__Supplied passage__.
Dear C,
I met you in school when we where both 11 years old.
At 13, you smiled at me across the biology table. Your friend asked you, with a snigger, would you ever date her? You looked at me, wistfully and whispered…yes. Ever since that day, I have never forgotten that smile or your answer to what was clearly a scathing joke. And for the first time in my young life, I fell. I fell for you so hard.
I became obsessed with you. You where always so happy, constantly making everyone around you laugh. I was captivated by your energy. By the way you constantly defended me against my bullies and people who wished me harm. I was captivated by those ocean blue eyes, whose icy depth warmed my soul like nothing ever had.
Eventually, after many biology table discussions, we became friends. That friendship blossomed quickly. Your friends became my friends. We started spending all of our time around each other. If I knew you would be somewhere, I made sure that I received an invite, just so I could see you, be around you.

__Listed entries__.
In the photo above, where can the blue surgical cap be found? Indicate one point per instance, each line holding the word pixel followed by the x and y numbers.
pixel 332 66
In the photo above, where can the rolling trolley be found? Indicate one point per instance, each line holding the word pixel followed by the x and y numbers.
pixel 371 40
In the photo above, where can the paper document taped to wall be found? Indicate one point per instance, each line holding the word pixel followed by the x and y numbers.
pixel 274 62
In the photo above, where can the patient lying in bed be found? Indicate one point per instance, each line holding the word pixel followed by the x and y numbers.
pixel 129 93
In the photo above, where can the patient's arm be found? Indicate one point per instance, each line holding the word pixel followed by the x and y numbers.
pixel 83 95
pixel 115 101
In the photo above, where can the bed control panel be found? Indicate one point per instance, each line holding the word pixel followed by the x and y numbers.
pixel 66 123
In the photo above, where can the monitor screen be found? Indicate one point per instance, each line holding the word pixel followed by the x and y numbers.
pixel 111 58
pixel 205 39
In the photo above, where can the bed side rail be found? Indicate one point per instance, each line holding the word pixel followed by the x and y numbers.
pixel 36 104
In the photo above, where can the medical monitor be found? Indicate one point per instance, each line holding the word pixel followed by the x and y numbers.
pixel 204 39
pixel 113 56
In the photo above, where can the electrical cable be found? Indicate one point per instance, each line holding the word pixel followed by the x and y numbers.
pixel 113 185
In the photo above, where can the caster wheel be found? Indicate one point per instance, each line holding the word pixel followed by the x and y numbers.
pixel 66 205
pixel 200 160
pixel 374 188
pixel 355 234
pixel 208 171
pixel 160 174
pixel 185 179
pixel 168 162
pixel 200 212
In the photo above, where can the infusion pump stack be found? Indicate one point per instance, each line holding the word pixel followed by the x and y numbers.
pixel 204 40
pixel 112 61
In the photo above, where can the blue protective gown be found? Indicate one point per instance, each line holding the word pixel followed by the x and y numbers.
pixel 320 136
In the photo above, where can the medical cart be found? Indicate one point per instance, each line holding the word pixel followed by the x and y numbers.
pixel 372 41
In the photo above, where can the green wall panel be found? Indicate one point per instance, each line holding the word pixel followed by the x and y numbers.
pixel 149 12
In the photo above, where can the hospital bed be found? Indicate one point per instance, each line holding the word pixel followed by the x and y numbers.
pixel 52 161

__Problem A__. In the letter to C, what color does the writer say C's eyes are?
__Problem B__. List everything the writer of the letter to C says they were captivated by.
__Problem C__. Continue the letter to C from its last sentence.

__Expected answer A__. Ocean blue.

__Expected answer B__. C's energy; the way C constantly defended the writer against bullies and people who wished the writer harm; C's ocean blue eyes.

__Expected answer C__.
It wasn’t long before I began to catch you, looking at me, from the corner of my eye. You where staring at me now, the same why i’d stared at you. You would wink at me from across the room and smile. You turned up wherever I was. You dropped me messages constantly and you would walk past my desk deliberately, just to stop and talk
You’d fallen for me, the same way I had fallen for you.
We flirted. Eventually, we admitted our feelings.
One night, while we where out with our friends, you kissed me, on a dark and empty street. My first kiss. With you. I could hardly believe it.
You walked me home. I wore your jacket. I took that jacket and slept next to it that night just so I could smell your wonderful smell.
We spent all of our time together. You quickly became my first everything. You where more than just a crush by that point. I was in love with you.
We met each others parents. We had shy, tentative dates in public parks and cheap restaurants, because we where 14 and that’s all we could afford. But it was okay, because we where together and we where in love.
But life started to get in the way after we left school, didn’t it?
She got in the way. Your mother.
She hurt you. I came to visit you at weekends and found with bloody chunks missing from your neck from where she’d drunkenly swiped you with her acrylic nails.
She stopped caring for you after her marriage failed. She neglected you. Abused you.
Understandably, you began to change.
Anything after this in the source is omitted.